[Saved data entries]
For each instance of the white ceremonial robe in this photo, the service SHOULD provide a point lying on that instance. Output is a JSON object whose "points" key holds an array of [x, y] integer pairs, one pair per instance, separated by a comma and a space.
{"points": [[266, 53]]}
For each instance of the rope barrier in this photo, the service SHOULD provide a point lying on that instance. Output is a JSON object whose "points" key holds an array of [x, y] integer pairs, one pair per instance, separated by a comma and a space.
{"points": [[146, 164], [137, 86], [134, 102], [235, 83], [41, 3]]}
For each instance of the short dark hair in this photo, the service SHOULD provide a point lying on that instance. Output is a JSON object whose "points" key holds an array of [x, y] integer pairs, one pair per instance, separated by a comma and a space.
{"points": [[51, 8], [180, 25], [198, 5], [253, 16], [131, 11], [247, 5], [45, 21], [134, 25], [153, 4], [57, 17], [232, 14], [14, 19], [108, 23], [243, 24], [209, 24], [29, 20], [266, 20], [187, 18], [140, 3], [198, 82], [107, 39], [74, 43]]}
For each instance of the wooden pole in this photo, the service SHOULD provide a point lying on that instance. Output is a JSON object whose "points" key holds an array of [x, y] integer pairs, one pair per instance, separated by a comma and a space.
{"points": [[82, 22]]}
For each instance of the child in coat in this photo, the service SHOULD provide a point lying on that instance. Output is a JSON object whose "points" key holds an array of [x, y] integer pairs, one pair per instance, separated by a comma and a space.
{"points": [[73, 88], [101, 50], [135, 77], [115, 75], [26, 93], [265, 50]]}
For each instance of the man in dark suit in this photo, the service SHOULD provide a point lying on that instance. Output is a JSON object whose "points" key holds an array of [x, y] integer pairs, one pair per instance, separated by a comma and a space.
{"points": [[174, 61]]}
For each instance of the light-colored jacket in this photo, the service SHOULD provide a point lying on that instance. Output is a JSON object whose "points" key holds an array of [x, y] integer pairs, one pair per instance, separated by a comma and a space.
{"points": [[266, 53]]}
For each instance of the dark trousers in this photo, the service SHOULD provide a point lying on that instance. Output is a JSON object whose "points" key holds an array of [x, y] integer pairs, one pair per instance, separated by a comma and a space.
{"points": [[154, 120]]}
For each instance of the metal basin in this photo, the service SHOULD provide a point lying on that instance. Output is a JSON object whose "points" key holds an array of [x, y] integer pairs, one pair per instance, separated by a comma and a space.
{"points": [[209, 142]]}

**BRIEF:** Convert the rows above into a two-column CSV with the headers request and answer, one line per row. Put each request and its answer in a single quoted field, replacing any line breaks with spaces.

**ANSWER TO THE PROBLEM:**
request,answer
"For each instance of the white ceremonial robe in this photo, the service SHOULD provide a point lying on that instance. Output is a JSON object whose ""points"" key holds an array of [x, y] integer pairs, one pair per instance, separated by a comma and a space.","{""points"": [[266, 53]]}"
"For each instance of the rope barrier in this photo, the service SHOULD provide a point lying on that instance. Output is a JSON object whose ""points"" key holds an array of [x, y] integer pairs, one pair per instance, separated by a comma and a space.","{""points"": [[146, 164], [137, 86], [134, 102], [235, 83], [41, 3]]}"
"For each instance of the short dark hair in this photo, the service SHOULD provide a point lying on that instance. Output is a JSON object whose ""points"" key holds an array of [x, y] integer pairs, one pair per instance, separated by a comma and a space.","{""points"": [[51, 8], [180, 25], [198, 5], [253, 16], [131, 11], [247, 5], [45, 21], [134, 25], [153, 4], [57, 17], [232, 14], [14, 19], [108, 23], [243, 24], [209, 24], [29, 20], [266, 20], [187, 18], [140, 3], [198, 82], [107, 39], [74, 43]]}"
"For each instance of the wooden pole in this photo, the service SHOULD provide a point lying on that instance. Output is a JSON object whose ""points"" key holds an array of [x, y] integer pairs, one pair per instance, separated by a comma and a space.","{""points"": [[82, 22]]}"
"For each instance of the child in coat in this photo, the service SHOULD provide a point lying on that instance. Output is a JSON object whose ""points"" key holds an array of [x, y] integer pairs, one pair per instance, separated by a comma and a space.","{""points"": [[73, 88], [101, 50], [135, 77], [115, 75], [26, 93], [265, 50]]}"
"For each instance of the man in dark suit in this photo, the service SHOULD provide a point lying on that instance. Output is a JSON object whose ""points"" key holds an array of [x, y] integer pairs, one pair per instance, separated by a comma and a space.","{""points"": [[174, 61]]}"
"For each instance of the light-colored jacket in this photo, the service SHOULD provide a point lying on that instance. Output is a JSON object whose ""points"" key holds an array of [x, y] integer pairs, one pair per instance, separated by a comma and a space.","{""points"": [[266, 53]]}"
"For each instance of the dark trousers in this photo, the service SHOULD provide a point lying on that instance. Output is a JSON object whose ""points"" key holds an array of [x, y] integer pairs, one pair per instance, separated by a comma and a space.","{""points"": [[154, 120]]}"
"For each instance of the metal basin in this photo, the service SHOULD provide a point lying on that instance. Output is a JSON object whose ""points"" key holds an array of [x, y] integer pairs, one pair per instance, separated by a comma and a space.","{""points"": [[209, 142]]}"